Exercise objective.
Output the data below only from the line containing "Expected: the pointer indicates a point on the man's hand, one" up to and including the line containing "Expected: the pointer indicates a point on the street, one", exact and with the pictures left out.

Material for this exercise.
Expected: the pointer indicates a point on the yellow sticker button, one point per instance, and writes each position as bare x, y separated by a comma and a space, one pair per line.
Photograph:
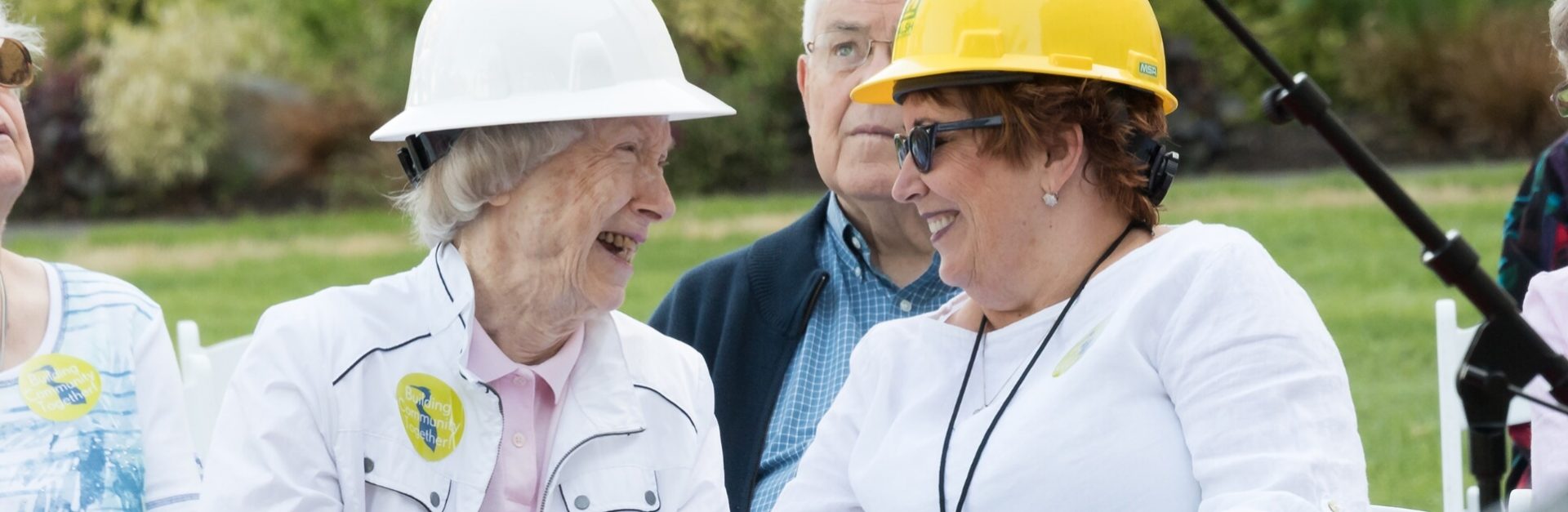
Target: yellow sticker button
60, 387
431, 416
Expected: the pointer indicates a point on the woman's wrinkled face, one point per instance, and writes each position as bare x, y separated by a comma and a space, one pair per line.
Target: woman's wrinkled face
983, 211
572, 226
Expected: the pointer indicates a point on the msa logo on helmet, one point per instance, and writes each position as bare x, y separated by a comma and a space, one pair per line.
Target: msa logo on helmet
1150, 69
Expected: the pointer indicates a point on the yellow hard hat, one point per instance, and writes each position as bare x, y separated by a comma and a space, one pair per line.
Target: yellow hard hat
949, 42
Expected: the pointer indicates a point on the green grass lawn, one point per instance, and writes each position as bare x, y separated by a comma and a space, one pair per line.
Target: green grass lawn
1353, 259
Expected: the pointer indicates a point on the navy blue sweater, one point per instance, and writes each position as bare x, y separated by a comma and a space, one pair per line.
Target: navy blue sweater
746, 314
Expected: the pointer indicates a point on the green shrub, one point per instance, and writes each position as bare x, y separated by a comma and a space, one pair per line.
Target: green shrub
1476, 82
157, 97
742, 52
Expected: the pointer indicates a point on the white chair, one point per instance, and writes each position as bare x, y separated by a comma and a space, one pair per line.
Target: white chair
206, 372
1452, 341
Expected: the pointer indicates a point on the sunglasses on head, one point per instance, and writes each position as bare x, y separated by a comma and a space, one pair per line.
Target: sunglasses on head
922, 140
16, 63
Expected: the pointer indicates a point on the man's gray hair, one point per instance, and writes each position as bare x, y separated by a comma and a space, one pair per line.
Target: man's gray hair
1559, 19
30, 37
483, 163
808, 19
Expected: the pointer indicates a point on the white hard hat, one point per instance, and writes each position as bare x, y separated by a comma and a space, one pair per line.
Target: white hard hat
482, 63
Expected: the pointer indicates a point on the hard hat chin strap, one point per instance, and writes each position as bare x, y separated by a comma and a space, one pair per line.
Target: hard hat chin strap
1162, 165
422, 151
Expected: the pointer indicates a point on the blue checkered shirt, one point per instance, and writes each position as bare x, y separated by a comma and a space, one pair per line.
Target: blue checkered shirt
857, 298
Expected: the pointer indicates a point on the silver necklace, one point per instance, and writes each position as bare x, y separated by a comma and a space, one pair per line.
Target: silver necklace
985, 368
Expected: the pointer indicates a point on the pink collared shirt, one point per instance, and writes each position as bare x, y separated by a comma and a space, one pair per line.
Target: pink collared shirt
529, 397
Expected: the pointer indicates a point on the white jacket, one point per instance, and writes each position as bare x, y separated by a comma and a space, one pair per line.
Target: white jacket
317, 416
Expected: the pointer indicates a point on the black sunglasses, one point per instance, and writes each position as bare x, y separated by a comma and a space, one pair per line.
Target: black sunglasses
16, 63
922, 140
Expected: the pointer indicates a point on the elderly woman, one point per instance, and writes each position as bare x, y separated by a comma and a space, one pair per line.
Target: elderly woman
496, 375
1547, 301
91, 411
1095, 360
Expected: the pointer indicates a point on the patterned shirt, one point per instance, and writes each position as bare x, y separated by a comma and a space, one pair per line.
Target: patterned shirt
96, 418
1535, 232
855, 298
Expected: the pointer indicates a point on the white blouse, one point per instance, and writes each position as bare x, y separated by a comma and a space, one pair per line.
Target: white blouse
1192, 375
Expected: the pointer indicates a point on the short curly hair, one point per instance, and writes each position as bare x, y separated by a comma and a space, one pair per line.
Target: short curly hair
483, 163
1034, 112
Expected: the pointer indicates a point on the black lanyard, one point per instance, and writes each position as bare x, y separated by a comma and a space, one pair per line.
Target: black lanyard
941, 470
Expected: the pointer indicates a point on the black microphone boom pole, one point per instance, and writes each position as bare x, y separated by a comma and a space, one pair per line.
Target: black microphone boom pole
1506, 353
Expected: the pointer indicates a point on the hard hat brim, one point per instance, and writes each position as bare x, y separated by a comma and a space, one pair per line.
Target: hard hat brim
880, 87
632, 99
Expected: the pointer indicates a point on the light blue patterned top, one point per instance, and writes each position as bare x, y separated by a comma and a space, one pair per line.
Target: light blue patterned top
857, 298
95, 418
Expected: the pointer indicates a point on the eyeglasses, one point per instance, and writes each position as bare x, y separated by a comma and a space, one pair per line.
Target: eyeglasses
845, 49
1561, 99
922, 140
16, 63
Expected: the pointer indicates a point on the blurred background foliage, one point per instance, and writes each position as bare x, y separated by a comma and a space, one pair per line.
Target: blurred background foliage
182, 107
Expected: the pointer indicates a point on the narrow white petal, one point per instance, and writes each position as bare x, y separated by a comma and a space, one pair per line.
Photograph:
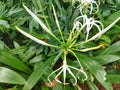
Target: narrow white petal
37, 19
33, 38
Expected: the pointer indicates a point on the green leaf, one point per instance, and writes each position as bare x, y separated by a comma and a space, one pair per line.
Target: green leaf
4, 23
114, 78
92, 86
96, 69
105, 59
12, 61
112, 49
36, 75
38, 58
11, 77
112, 17
106, 38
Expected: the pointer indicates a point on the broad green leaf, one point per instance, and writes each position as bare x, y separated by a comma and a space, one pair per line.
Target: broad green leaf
11, 77
112, 49
12, 61
105, 59
114, 78
96, 69
36, 75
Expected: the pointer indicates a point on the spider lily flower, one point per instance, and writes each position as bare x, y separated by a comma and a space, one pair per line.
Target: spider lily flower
40, 22
88, 23
64, 69
86, 5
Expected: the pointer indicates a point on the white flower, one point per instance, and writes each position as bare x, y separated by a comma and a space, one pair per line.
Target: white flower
88, 23
87, 5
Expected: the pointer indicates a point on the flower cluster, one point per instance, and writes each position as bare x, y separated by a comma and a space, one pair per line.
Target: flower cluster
82, 22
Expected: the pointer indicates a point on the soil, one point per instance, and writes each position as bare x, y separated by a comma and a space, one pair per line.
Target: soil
85, 87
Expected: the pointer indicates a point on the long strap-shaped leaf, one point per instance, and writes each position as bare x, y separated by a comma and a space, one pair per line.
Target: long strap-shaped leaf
36, 75
60, 31
10, 76
104, 30
40, 22
35, 39
100, 33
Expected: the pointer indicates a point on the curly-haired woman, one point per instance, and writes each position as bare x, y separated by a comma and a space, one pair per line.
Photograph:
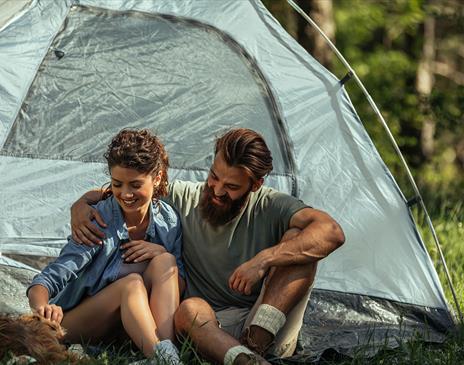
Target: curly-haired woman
132, 278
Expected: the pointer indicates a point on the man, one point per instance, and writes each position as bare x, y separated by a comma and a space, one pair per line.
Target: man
237, 233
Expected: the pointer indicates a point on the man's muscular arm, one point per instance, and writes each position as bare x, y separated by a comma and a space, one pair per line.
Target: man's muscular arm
82, 228
319, 235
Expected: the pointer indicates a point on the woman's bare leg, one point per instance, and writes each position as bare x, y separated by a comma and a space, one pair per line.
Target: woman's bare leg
161, 280
126, 301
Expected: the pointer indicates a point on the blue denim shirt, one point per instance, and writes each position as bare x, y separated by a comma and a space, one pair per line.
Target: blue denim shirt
82, 270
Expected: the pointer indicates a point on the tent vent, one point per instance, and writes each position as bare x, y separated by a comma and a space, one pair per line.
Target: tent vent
346, 78
414, 200
59, 54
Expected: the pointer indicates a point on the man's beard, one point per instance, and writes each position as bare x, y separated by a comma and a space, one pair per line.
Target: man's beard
218, 215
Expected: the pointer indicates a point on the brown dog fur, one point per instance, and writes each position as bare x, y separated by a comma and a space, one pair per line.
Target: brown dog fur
34, 336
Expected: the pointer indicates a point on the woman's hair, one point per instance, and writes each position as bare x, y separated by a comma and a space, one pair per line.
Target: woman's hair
245, 148
140, 150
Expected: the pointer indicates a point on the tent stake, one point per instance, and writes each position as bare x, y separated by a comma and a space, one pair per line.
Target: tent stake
395, 146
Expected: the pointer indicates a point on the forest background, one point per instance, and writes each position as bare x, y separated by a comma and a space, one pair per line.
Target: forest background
409, 54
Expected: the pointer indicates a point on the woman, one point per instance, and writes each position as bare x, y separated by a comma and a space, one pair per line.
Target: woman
132, 278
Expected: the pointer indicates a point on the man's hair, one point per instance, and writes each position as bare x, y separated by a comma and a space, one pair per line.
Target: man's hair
142, 151
247, 149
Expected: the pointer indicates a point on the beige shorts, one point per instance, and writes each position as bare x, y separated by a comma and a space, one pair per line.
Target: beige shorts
235, 320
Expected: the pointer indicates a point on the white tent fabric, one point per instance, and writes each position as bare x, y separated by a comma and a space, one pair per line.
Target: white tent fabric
62, 100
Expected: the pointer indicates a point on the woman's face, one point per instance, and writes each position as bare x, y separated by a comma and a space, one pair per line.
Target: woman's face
132, 189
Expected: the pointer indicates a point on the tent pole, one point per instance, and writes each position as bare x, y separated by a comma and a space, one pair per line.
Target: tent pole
395, 146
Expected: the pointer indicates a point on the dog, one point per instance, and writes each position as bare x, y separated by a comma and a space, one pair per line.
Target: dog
33, 335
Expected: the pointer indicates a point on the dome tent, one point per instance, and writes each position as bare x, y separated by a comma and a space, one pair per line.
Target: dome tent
73, 73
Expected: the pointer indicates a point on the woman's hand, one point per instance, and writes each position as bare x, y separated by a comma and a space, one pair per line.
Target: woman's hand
137, 251
50, 311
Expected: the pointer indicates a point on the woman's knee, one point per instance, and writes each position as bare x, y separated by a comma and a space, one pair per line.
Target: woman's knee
161, 267
131, 282
193, 312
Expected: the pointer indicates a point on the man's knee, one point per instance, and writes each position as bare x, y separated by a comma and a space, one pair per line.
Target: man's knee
193, 313
291, 233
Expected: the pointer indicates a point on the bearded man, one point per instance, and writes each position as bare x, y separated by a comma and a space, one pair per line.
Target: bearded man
250, 254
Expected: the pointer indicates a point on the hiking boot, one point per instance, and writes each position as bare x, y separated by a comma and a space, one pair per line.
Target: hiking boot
246, 340
250, 359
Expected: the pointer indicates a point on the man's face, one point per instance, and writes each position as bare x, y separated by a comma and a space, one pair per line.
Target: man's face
226, 192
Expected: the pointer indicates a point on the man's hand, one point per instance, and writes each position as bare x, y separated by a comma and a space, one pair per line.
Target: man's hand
137, 251
82, 228
247, 275
50, 311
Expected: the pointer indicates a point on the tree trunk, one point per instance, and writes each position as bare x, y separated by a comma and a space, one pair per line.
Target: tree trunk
321, 12
424, 85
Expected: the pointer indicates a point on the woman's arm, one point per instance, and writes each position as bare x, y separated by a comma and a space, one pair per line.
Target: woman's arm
55, 276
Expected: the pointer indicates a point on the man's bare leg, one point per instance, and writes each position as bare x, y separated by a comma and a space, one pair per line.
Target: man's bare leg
285, 288
195, 318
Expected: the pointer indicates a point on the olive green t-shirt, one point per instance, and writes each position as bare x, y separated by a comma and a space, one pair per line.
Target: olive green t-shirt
211, 254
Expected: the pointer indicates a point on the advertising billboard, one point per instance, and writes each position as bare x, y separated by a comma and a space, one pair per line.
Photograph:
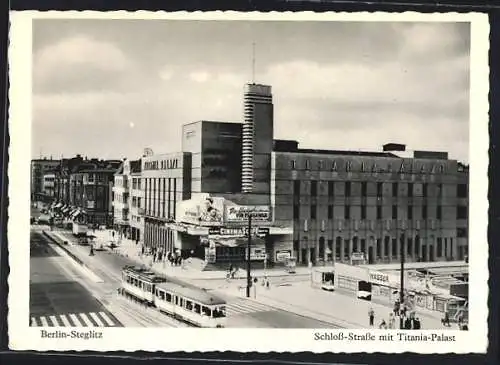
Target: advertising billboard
203, 210
241, 213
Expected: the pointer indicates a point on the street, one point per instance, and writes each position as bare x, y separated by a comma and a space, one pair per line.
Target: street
56, 297
241, 311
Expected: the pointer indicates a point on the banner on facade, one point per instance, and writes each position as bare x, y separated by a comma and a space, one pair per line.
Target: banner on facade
379, 278
241, 213
283, 255
238, 231
203, 210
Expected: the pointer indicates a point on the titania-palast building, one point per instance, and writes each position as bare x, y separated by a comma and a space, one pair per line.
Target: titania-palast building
313, 205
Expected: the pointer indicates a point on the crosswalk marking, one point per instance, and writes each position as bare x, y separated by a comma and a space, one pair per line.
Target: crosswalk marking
65, 321
241, 307
75, 320
108, 321
44, 322
85, 320
97, 320
92, 319
54, 321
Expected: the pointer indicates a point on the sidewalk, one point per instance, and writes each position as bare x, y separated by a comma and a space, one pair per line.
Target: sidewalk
336, 307
190, 270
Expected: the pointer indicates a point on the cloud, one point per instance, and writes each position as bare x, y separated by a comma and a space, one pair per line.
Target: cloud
79, 63
165, 74
199, 76
354, 86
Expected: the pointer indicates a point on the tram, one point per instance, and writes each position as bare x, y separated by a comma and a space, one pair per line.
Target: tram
182, 301
139, 282
195, 306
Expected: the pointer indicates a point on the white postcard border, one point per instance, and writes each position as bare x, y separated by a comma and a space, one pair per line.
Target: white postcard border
22, 337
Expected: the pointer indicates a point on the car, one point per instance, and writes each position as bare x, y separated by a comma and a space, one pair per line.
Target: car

Solved problem.
Expected: the pointer indicates a point on the man's hand, one point per instance, and writes each position as bare x, y separated by a comma and a space, one pair per line.
Target: man's hand
137, 251
82, 228
247, 275
50, 311
Expected: the pointer indicates a point on the tree trunk, one point per instance, and writes each position as bare x, y separated by a comma and a space, one pair per line.
Target: tree trunk
321, 12
424, 85
Expected: the pointer indicates a point on the woman's arm, one point per instance, and writes each position as bare x, y separated by a comma and a space, one pair per line.
Target: woman's arm
55, 276
Expected: the pointer indicates a point on the man's bare leg, one point per instance, and writes each position as bare x, y separated by a comma and a space, one pair per line.
Target: man's bare leg
285, 288
195, 318
Expected: the pointer indicates a point on the olive green t-shirt, one point per instance, and writes each position as bare x, y separated by a comma and a space, one pair per line.
Target: olive green t-shirt
211, 254
Expected: the pointer indicates a point on the advertising billboard, one point per instance, and writes each position as bare x, y separated by a comma and a space, one pair per line.
Photograph:
Target: advertising billboard
203, 210
241, 213
Expected: the pointer indicates a point on the street, one point per instance, and writes each position as bare x, y separated by a comma and a space, one pair per line.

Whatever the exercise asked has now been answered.